Render every line of the items below as a numbered list, skipping any blank lines. Leave the pictures out of your answer.

MATERIAL FOR THE TASK:
--- begin ---
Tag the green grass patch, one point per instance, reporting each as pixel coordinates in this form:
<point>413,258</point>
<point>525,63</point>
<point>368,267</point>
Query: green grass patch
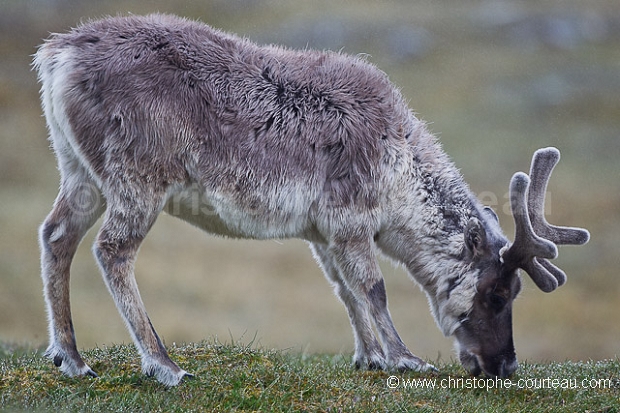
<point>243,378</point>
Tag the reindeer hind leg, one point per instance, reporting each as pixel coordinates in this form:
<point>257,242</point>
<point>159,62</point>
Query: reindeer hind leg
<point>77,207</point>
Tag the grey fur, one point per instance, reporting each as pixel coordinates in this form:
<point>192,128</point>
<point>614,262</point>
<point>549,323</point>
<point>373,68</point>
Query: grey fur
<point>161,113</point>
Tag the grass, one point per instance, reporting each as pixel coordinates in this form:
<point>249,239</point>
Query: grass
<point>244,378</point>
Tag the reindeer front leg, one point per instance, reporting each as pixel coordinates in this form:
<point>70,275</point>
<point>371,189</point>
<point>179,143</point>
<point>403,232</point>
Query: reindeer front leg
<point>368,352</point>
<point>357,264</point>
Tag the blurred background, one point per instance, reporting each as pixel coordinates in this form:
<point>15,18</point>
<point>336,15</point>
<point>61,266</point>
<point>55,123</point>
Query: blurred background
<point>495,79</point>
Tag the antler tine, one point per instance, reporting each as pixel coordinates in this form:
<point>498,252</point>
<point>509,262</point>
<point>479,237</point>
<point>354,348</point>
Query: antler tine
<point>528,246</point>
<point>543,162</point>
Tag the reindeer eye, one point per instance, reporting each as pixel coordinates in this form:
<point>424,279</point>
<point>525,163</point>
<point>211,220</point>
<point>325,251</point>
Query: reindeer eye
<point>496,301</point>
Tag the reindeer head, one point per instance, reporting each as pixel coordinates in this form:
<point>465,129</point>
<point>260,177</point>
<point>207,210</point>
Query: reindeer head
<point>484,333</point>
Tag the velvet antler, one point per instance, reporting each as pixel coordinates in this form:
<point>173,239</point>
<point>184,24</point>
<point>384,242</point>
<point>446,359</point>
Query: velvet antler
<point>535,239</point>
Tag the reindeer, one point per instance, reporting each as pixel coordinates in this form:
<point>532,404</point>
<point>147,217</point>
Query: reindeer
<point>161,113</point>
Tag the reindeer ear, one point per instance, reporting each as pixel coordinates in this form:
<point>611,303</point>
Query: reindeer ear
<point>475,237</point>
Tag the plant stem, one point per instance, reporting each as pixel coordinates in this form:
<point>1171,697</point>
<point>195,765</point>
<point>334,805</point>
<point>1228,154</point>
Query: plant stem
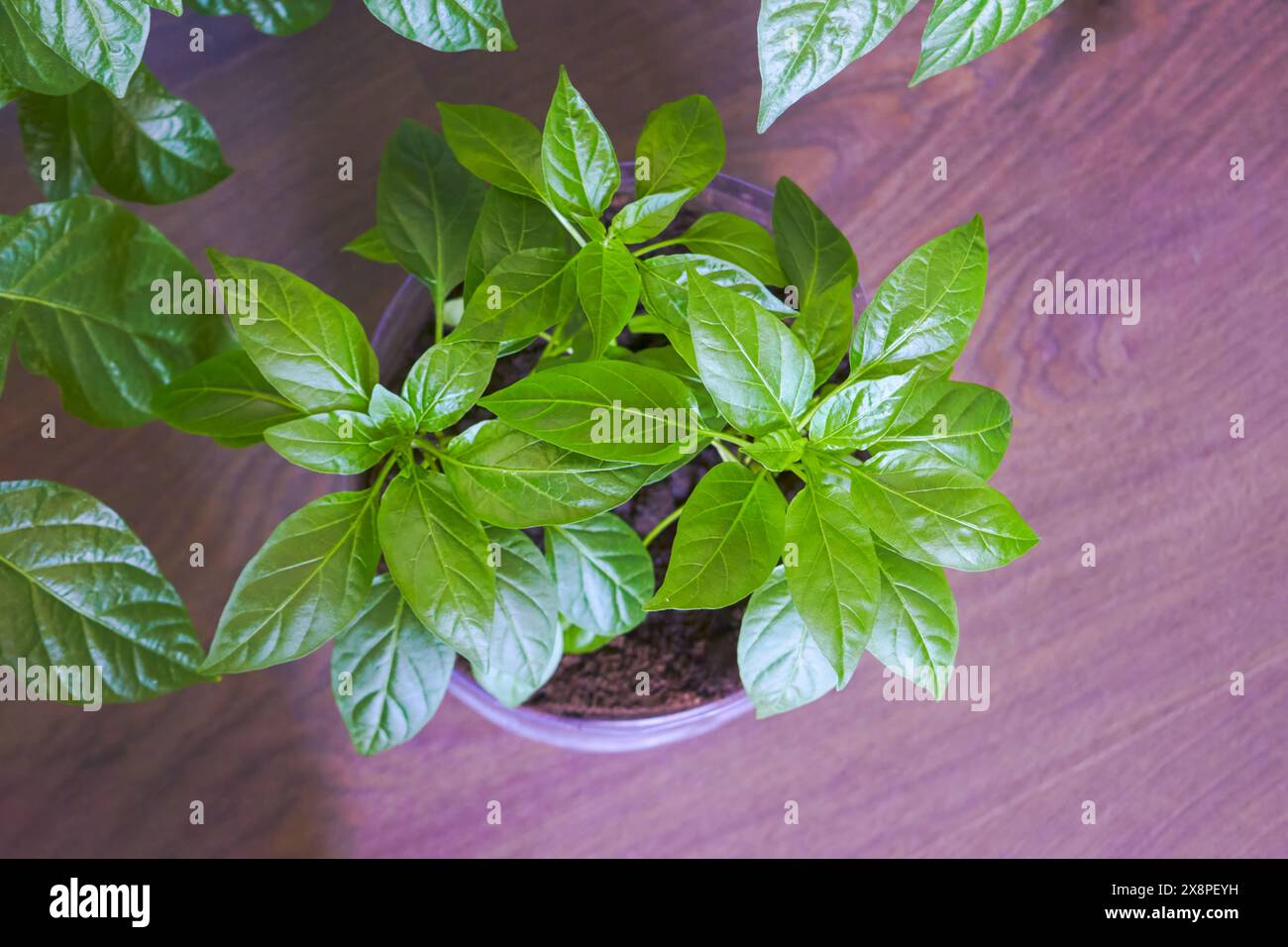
--- end ---
RESPONSE FOR THIS EXERCISE:
1. Tag the green grass patch, one point per instance, reporting each as pixel coordinates in this form:
2. <point>413,258</point>
3. <point>525,63</point>
4. <point>368,267</point>
5. Query: green grass patch
6. <point>243,378</point>
7. Tag the reindeer hind leg, one point per instance, reporting each as pixel coordinates in this form:
8. <point>257,242</point>
9. <point>159,62</point>
10. Query: reindeer hind leg
11. <point>77,207</point>
12. Tag the grey fur, one point per instance, reporting each as pixel coordinates in this form:
13. <point>192,128</point>
14. <point>614,262</point>
15. <point>549,323</point>
16. <point>373,68</point>
17. Query: grey fur
18. <point>161,113</point>
19. Tag the grass, one point per instance, reporting each as pixel coordinates in this form:
20. <point>249,239</point>
21. Query: grass
22. <point>244,378</point>
23. Tag the reindeer front leg, one point per instance, reporting each as pixel coordinates in this form:
24. <point>70,275</point>
25. <point>371,189</point>
26. <point>179,143</point>
27. <point>403,232</point>
28. Query: reindeer front leg
29. <point>368,352</point>
30. <point>357,264</point>
31. Tag the blurred background, one point per instance, reporting each as pixel coordinates in this form:
32. <point>15,18</point>
33. <point>336,15</point>
34. <point>61,266</point>
35. <point>55,123</point>
36. Query: blurred background
37. <point>495,79</point>
38. Tag the antler tine, one point per instance, reporting each as pixel coordinates in this form:
39. <point>498,252</point>
40. <point>509,262</point>
41. <point>479,237</point>
42. <point>354,348</point>
43. Query: antler tine
44. <point>528,246</point>
45. <point>543,162</point>
46. Tag the reindeer eye, one point per instance, reporting each as pixel coordinates in this form:
47. <point>424,279</point>
48. <point>525,163</point>
49. <point>211,220</point>
50. <point>325,251</point>
51. Query: reindeer eye
52. <point>496,301</point>
53. Tag the reindeer head, one point per instance, reporting each as pixel coordinates in this form:
54. <point>465,129</point>
55. <point>260,177</point>
56. <point>207,210</point>
57. Query: reindeer head
58. <point>484,333</point>
59. Tag the velvet antler, one point per instance, reporting each as pixel coordinates in this form:
60. <point>173,239</point>
61. <point>184,24</point>
62. <point>384,242</point>
63. <point>446,359</point>
64. Query: velvet antler
65. <point>535,239</point>
66. Tag the reindeer, one point per instance, reporting each as pixel coordinates in this form:
67. <point>532,404</point>
68. <point>147,217</point>
69. Query: reindeer
70. <point>161,113</point>
71. Tag the reindeer ear, one point per instance, reporting each as pixel coordinates in this form:
72. <point>611,303</point>
73. Query: reindeer ear
74. <point>475,237</point>
75. Tag the plant stem, one point per instance, reporting each as pixel coordinates in this form:
76. <point>1171,697</point>
77. <point>195,765</point>
78. <point>334,805</point>
79. <point>1228,154</point>
80. Query: plant stem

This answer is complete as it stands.